→ **TEXTE DU DOCUMENT**
========
"Le Bourgeois Gentilhomme" au Théâtre des Etats à Prague : comme si le Roi était dans la salle
"Coudre" ensemble théâtre, musique et danse - tel était un des objectifs du tandem Molière-Lully qui ont monté en 1670 à Chambord pour le Roi Soleil le spectacle intitulé Le Bourgeois Gentilhomme. Un autre objectif des deux artistes était de faire rire Louis XIV. La réussite de cette comédie-ballet a été totale. Le Roi en raffolait et l'a faite représenter six fois d'affilée. Vendredi dernier aux Théâtre des Etats à Prague l'ensemble français Le Poème Harmonique et l'orchestre tchèque Musica Florea ont ressuscité ce spectacle en remportant un succès sans doute comparable à celui de Molière et de Lully à Chambord.
========
→ **MATÉRIEL FOURNI**
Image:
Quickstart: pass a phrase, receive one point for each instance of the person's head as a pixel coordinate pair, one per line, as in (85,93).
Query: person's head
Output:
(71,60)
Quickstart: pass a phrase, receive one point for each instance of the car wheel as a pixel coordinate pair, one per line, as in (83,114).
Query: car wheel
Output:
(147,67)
========
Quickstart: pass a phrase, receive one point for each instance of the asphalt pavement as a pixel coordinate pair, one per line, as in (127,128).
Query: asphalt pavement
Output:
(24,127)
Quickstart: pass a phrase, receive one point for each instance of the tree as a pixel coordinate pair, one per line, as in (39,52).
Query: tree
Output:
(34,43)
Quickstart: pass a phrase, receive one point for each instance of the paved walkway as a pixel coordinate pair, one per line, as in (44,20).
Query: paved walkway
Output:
========
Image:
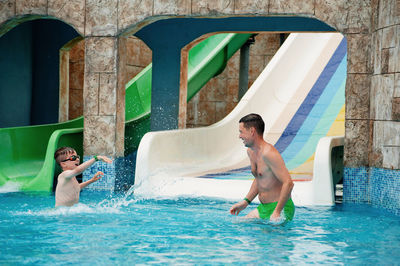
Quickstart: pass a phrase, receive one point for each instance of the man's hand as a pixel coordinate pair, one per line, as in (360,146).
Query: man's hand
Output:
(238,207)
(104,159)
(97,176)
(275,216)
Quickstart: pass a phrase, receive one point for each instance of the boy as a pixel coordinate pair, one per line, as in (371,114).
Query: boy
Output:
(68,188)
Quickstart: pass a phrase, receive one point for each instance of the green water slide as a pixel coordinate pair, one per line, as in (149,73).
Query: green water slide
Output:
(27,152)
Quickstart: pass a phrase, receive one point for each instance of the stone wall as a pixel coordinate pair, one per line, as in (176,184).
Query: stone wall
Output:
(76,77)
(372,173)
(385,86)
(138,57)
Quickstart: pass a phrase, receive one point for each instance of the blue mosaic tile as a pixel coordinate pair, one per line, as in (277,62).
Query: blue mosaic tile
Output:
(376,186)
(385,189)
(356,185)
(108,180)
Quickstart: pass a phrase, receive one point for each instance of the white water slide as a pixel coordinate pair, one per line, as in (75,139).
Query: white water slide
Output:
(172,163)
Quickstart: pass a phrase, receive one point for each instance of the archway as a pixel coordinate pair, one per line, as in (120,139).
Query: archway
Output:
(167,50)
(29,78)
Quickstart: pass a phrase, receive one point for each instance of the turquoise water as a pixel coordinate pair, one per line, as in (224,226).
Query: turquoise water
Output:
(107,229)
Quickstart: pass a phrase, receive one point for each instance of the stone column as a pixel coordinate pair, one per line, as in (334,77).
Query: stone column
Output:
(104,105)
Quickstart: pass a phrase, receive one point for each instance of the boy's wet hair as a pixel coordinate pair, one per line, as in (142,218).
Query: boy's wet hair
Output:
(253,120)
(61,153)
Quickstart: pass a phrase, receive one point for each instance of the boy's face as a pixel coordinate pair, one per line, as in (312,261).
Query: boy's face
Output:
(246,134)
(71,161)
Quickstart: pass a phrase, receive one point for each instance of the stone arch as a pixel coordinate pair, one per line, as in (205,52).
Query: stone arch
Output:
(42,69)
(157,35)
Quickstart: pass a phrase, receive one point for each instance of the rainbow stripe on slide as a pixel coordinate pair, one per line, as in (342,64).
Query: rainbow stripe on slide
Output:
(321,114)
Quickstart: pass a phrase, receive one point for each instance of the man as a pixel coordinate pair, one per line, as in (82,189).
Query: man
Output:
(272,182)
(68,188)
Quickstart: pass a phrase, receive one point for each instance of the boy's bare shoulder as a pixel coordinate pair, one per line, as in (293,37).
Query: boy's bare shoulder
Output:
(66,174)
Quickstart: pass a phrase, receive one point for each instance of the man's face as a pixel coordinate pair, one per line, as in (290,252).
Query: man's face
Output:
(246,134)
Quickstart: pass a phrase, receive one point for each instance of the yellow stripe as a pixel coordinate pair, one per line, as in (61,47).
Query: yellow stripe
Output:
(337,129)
========
→ **OBJECTIF**
Dans l'article sur Le Bourgeois Gentilhomme, relevez tous les artistes et tous les ensembles qui ont monté ou joué ce spectacle, sous les noms que leur donne le texte.

→ **RÉPONSE**
- Molière
- Lully
- Le Poème Harmonique
- Musica Florea